TO DO: Reproduce each of the following rows word for word, with nothing changed.

Stored rows:
• • •

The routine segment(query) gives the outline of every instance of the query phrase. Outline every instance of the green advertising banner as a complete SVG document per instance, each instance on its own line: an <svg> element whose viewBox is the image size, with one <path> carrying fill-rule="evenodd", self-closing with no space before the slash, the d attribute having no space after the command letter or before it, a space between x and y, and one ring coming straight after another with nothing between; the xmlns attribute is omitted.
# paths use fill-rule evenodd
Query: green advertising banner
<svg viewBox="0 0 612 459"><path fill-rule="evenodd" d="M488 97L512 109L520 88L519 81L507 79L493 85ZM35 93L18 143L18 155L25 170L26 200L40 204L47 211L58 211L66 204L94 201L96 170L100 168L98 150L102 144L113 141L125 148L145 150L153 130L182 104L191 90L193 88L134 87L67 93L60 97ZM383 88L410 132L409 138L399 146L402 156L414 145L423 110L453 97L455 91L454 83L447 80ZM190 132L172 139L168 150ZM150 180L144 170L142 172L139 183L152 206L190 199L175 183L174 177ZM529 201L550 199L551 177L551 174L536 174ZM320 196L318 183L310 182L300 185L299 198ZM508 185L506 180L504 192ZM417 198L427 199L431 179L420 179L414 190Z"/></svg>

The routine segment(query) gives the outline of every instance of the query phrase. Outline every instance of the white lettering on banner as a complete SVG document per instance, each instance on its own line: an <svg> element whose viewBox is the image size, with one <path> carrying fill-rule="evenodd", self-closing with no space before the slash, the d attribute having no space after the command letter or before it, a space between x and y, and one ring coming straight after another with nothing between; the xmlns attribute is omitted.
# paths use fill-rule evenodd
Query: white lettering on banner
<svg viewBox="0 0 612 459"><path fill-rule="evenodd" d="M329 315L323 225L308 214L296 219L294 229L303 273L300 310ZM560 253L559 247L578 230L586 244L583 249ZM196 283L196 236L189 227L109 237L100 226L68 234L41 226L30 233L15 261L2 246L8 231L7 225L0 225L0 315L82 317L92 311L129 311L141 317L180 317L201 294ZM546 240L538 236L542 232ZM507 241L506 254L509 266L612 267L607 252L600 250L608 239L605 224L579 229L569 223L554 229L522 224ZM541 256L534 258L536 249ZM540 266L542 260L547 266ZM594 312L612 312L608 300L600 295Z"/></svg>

• • •

COMPLETED EXERCISE:
The routine segment(query) gives the outline of every instance of the query phrase. Outline every instance of the green advertising banner as a complete SVG document per instance, each instance on its own line: an <svg> element whose viewBox is the image size, with one <path> carrying fill-rule="evenodd", self-closing with no space before the slash, the d attribute having no space after the command letter or before it, a space between x and y, and one ring coming straight after another with nothing between; the xmlns attribute is omitted.
# paths use fill-rule evenodd
Query: green advertising banner
<svg viewBox="0 0 612 459"><path fill-rule="evenodd" d="M488 97L512 109L520 88L519 81L507 79L493 85ZM35 93L18 143L18 155L25 170L26 200L40 204L47 211L58 211L66 204L94 201L96 170L100 168L98 150L102 144L113 141L125 148L145 150L153 130L182 104L191 90L193 88L134 87L67 93L60 97ZM383 88L410 132L409 138L399 146L402 156L414 145L423 110L453 97L455 91L454 83L447 80ZM190 132L172 139L168 150ZM150 180L144 170L142 172L139 183L152 206L190 199L175 183L174 177ZM529 201L550 199L551 177L551 174L536 174ZM320 196L318 183L310 182L300 185L299 198ZM508 185L506 180L504 192ZM417 198L427 199L431 179L420 179L414 190Z"/></svg>

The routine segment(query) gives the outline of every instance of the query phrase. Outline every instance of the white lettering on banner as a complete SVG document per instance, each instance on its own line: an <svg> element whose viewBox is the image size, with one <path> carrying fill-rule="evenodd", self-closing with no space before the slash, the d attribute having no space after the command letter or before it, a space between x and y, and one ring coming straight after another with nothing between; the xmlns attribute is omitted.
# paths use fill-rule evenodd
Query: white lettering on banner
<svg viewBox="0 0 612 459"><path fill-rule="evenodd" d="M329 315L323 225L308 214L296 219L294 229L303 273L300 310ZM560 253L559 247L578 230L586 244L583 249ZM196 283L196 236L189 227L109 237L100 226L68 234L41 226L30 233L15 261L2 246L8 231L7 225L0 225L0 315L82 317L92 311L129 311L141 317L180 317L201 294ZM546 240L538 236L542 232ZM507 241L506 254L509 266L612 267L607 252L600 250L608 239L605 224L579 229L569 223L554 229L522 224ZM541 256L534 258L536 249ZM540 266L542 260L547 266ZM594 312L612 312L608 300L600 295Z"/></svg>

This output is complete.